▶ **Given request**:
Rewrite every line of the entries below as a numbered list, leaving out any blank lines.
━━━━━ Available data
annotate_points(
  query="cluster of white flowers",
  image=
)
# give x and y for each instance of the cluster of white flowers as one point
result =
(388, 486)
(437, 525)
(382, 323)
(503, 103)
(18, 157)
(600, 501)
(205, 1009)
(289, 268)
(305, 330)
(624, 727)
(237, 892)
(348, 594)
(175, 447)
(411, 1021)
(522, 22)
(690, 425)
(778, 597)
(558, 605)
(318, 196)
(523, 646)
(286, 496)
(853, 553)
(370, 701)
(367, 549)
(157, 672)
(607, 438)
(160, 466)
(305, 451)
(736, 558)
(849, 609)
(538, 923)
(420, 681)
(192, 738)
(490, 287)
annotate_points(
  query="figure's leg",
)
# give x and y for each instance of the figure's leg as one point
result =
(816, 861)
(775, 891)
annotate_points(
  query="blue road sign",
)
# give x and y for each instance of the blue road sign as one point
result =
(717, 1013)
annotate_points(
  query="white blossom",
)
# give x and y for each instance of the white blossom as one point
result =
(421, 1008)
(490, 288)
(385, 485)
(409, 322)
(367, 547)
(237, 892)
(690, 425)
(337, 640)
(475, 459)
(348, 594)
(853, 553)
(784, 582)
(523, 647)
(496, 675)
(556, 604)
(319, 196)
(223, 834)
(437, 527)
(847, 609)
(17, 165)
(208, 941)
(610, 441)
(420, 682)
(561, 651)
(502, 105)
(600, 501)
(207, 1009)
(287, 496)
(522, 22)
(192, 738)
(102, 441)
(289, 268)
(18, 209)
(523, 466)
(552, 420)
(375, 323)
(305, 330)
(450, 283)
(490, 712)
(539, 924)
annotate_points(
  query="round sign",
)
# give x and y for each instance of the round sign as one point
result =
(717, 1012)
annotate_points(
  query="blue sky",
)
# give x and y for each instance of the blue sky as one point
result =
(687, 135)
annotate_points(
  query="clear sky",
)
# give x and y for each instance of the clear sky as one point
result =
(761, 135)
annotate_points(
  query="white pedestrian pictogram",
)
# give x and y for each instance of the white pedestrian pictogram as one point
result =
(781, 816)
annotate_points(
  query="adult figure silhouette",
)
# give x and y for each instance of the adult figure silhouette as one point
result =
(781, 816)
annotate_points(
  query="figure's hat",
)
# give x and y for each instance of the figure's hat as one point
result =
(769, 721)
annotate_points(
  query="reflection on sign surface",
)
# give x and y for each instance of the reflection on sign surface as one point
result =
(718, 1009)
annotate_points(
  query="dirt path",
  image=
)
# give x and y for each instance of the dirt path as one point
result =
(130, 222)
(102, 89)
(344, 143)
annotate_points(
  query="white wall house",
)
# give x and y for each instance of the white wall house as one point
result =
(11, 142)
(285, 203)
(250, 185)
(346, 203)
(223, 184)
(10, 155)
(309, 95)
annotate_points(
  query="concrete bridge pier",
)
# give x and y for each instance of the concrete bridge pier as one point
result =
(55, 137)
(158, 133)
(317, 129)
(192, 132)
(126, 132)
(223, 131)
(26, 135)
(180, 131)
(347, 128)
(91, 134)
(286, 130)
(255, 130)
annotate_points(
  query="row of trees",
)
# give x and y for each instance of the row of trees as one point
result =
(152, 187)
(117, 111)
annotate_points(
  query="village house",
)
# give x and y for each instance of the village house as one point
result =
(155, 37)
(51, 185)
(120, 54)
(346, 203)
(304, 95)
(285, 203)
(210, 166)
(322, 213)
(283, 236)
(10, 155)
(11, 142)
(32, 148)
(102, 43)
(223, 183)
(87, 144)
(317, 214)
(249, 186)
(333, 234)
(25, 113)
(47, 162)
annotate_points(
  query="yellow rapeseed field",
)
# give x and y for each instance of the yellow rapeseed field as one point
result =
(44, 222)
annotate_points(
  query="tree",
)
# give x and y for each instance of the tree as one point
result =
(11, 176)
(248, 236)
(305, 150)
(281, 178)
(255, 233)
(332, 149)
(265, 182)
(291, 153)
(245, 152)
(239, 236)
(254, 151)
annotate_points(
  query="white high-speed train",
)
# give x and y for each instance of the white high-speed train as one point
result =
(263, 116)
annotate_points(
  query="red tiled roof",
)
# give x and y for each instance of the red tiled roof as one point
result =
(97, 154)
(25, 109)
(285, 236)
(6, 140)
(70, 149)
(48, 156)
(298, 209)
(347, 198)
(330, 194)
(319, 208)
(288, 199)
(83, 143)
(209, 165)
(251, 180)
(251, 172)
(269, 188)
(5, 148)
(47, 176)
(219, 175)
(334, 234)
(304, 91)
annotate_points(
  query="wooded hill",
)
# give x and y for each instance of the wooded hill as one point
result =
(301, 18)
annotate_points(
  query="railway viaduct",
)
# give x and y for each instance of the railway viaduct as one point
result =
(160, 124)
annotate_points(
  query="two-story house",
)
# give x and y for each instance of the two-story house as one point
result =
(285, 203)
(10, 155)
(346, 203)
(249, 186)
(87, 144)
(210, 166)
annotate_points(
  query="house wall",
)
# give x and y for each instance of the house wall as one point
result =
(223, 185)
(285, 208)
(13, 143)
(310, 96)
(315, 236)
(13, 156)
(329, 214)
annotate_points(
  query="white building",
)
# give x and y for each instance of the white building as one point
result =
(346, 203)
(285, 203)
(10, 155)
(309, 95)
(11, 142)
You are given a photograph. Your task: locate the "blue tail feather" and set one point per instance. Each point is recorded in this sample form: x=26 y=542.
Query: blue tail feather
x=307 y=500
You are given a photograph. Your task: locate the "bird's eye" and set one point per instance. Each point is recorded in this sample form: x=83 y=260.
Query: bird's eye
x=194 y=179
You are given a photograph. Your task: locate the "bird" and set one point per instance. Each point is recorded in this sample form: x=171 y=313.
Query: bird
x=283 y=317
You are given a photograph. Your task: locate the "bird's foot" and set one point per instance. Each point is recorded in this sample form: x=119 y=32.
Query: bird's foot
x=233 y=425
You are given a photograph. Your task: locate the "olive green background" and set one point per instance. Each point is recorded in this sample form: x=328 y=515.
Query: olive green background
━━━━━━━━━━
▶ **Full output**:
1. annotate_points(
2.   query="cluster of white flowers",
3.   image=
4. )
5. # give x and y for each instance of the cluster of white flowers as one point
6. result =
7. (388, 486)
8. (437, 525)
9. (382, 323)
10. (503, 103)
11. (18, 157)
12. (600, 501)
13. (205, 1009)
14. (289, 268)
15. (305, 330)
16. (624, 727)
17. (237, 892)
18. (348, 594)
19. (175, 447)
20. (411, 1021)
21. (522, 22)
22. (690, 425)
23. (778, 597)
24. (558, 605)
25. (318, 196)
26. (523, 646)
27. (286, 496)
28. (853, 553)
29. (370, 701)
30. (367, 549)
31. (157, 672)
32. (607, 438)
33. (160, 466)
34. (305, 451)
35. (736, 558)
36. (849, 609)
37. (538, 923)
38. (420, 681)
39. (192, 738)
40. (490, 287)
41. annotate_points(
42.   query="figure's leg",
43. )
44. # give x and y for each instance of the figure's leg as one point
45. result =
46. (816, 861)
47. (775, 891)
48. annotate_points(
49.   query="blue road sign",
50. )
51. # give x and y for each instance of the blue road sign as one point
52. result =
53. (717, 1013)
54. annotate_points(
55.   query="white blossom",
56. )
57. # give x and y for each instance of the white blossom as one point
58. result =
59. (421, 1008)
60. (490, 288)
61. (385, 485)
62. (409, 322)
63. (367, 547)
64. (237, 892)
65. (690, 425)
66. (337, 640)
67. (475, 459)
68. (348, 594)
69. (853, 553)
70. (784, 582)
71. (523, 647)
72. (496, 675)
73. (556, 604)
74. (319, 196)
75. (223, 834)
76. (437, 527)
77. (847, 609)
78. (17, 165)
79. (208, 941)
80. (610, 441)
81. (420, 682)
82. (561, 651)
83. (502, 105)
84. (600, 501)
85. (207, 1009)
86. (287, 496)
87. (522, 22)
88. (192, 738)
89. (102, 441)
90. (289, 268)
91. (18, 209)
92. (523, 466)
93. (552, 420)
94. (375, 323)
95. (305, 330)
96. (450, 283)
97. (490, 712)
98. (539, 924)
99. annotate_points(
100.   query="round sign",
101. )
102. # give x and y for each instance of the round sign as one point
103. result =
104. (717, 1012)
105. annotate_points(
106.   query="blue sky",
107. )
108. # give x and y for each instance of the blue sky as one point
109. result =
110. (687, 135)
111. annotate_points(
112.   query="clear sky",
113. )
114. # give x and y for each instance of the clear sky as one point
115. result =
116. (761, 135)
117. annotate_points(
118.   query="white pedestrian pictogram",
119. )
120. # give x and y for each instance of the white pedestrian pictogram as one point
121. result =
122. (781, 816)
123. annotate_points(
124.   query="adult figure silhouette",
125. )
126. # give x and y for each instance of the adult figure silhouette as one point
127. result =
128. (781, 816)
129. annotate_points(
130.   query="figure's hat",
131. )
132. # give x and y for each instance of the figure's hat as one point
133. result =
134. (769, 721)
135. annotate_points(
136.   query="reflection on sign surface",
137. )
138. # give x and y for each instance of the reflection on sign surface as one point
139. result =
140. (718, 1009)
141. annotate_points(
142.   query="dirt path",
143.   image=
144. )
145. # give x and y for each instance of the dirt path as one point
146. result =
147. (130, 222)
148. (102, 89)
149. (344, 143)
150. annotate_points(
151.   query="white wall house",
152. )
153. # give x and y for each instance of the white wall house as one point
154. result =
155. (11, 142)
156. (285, 203)
157. (250, 185)
158. (346, 203)
159. (223, 184)
160. (10, 155)
161. (309, 95)
162. annotate_points(
163.   query="concrete bridge pier",
164. )
165. # give x and y for each instance of the concrete bridge pier as one point
166. result =
167. (55, 137)
168. (158, 133)
169. (317, 129)
170. (192, 132)
171. (126, 132)
172. (223, 131)
173. (26, 135)
174. (180, 131)
175. (347, 128)
176. (91, 134)
177. (286, 130)
178. (255, 130)
179. annotate_points(
180.   query="row of trees",
181. )
182. # give x and y for each instance of the row of trees as one point
183. result =
184. (152, 187)
185. (117, 111)
186. annotate_points(
187.   query="village house",
188. )
189. # give x and y for each instance of the village house as one point
190. result =
191. (155, 37)
192. (51, 185)
193. (120, 54)
194. (346, 203)
195. (304, 95)
196. (285, 203)
197. (210, 166)
198. (322, 213)
199. (283, 236)
200. (10, 155)
201. (11, 142)
202. (32, 148)
203. (102, 43)
204. (223, 183)
205. (87, 144)
206. (317, 214)
207. (249, 186)
208. (333, 234)
209. (25, 113)
210. (47, 162)
211. annotate_points(
212.   query="yellow rapeseed field",
213. )
214. # give x and y for each instance of the yellow rapeseed field as one point
215. result =
216. (44, 222)
217. annotate_points(
218.   query="tree",
219. )
220. # give x and y for each instance of the tree as one point
221. result =
222. (11, 176)
223. (248, 236)
224. (305, 150)
225. (281, 178)
226. (255, 233)
227. (332, 149)
228. (265, 182)
229. (291, 153)
230. (245, 152)
231. (239, 236)
232. (254, 151)
233. annotate_points(
234.   query="white high-speed train",
235. )
236. # give x and y for each instance of the white high-speed train as one point
237. result =
238. (263, 116)
239. annotate_points(
240.   query="red tiled roof",
241. )
242. # give x and y for each instance of the red tiled roof as one point
243. result =
244. (97, 154)
245. (25, 109)
246. (285, 236)
247. (6, 140)
248. (70, 149)
249. (48, 156)
250. (298, 209)
251. (347, 198)
252. (330, 194)
253. (319, 208)
254. (288, 199)
255. (83, 143)
256. (209, 165)
257. (251, 180)
258. (251, 172)
259. (269, 188)
260. (5, 148)
261. (47, 176)
262. (219, 175)
263. (334, 234)
264. (304, 91)
265. annotate_points(
266.   query="wooded hill",
267. )
268. # give x and y for each instance of the wooded hill as one point
269. result =
270. (301, 18)
271. annotate_points(
272.   query="railway viaduct",
273. )
274. # give x and y for each instance of the railway viaduct as one point
275. result =
276. (160, 124)
277. annotate_points(
278.   query="two-story house",
279. )
280. # give x and y for each instance of the two-story house as one point
281. result =
282. (285, 203)
283. (10, 155)
284. (346, 203)
285. (249, 186)
286. (87, 144)
287. (210, 166)
288. annotate_points(
289.   query="house wall",
290. )
291. # give x and y for each instance of the house wall as one point
292. result =
293. (223, 185)
294. (285, 208)
295. (13, 143)
296. (310, 96)
297. (315, 236)
298. (13, 156)
299. (329, 214)
300. annotate_points(
301.   query="white building",
302. )
303. # give x and y for each instance of the white building as one point
304. result =
305. (346, 203)
306. (285, 203)
307. (10, 155)
308. (309, 95)
309. (11, 142)
310. You are given a photograph. Your task: locate the "blue tail feather" and set one point per instance. Each point is recorded in this sample form: x=26 y=542.
311. Query: blue tail feather
312. x=307 y=500
313. You are given a photograph. Your task: locate the "bird's eye" and set one point per instance. Each point is recorded in this sample form: x=83 y=260.
314. Query: bird's eye
315. x=194 y=179
316. You are given a photograph. Your task: locate the "bird" and set one point per instance. Each point is recorded in this sample form: x=171 y=313.
317. Query: bird
318. x=283 y=317
319. You are given a photograph. Your task: locate the "bird's foot" and set one point per instance. Each point is recorded in this sample form: x=119 y=32.
320. Query: bird's foot
321. x=233 y=425
322. You are given a photograph. Your task: locate the "olive green background" and set one point per instance. Each point is recorded in this sample form: x=328 y=515.
323. Query: olive green background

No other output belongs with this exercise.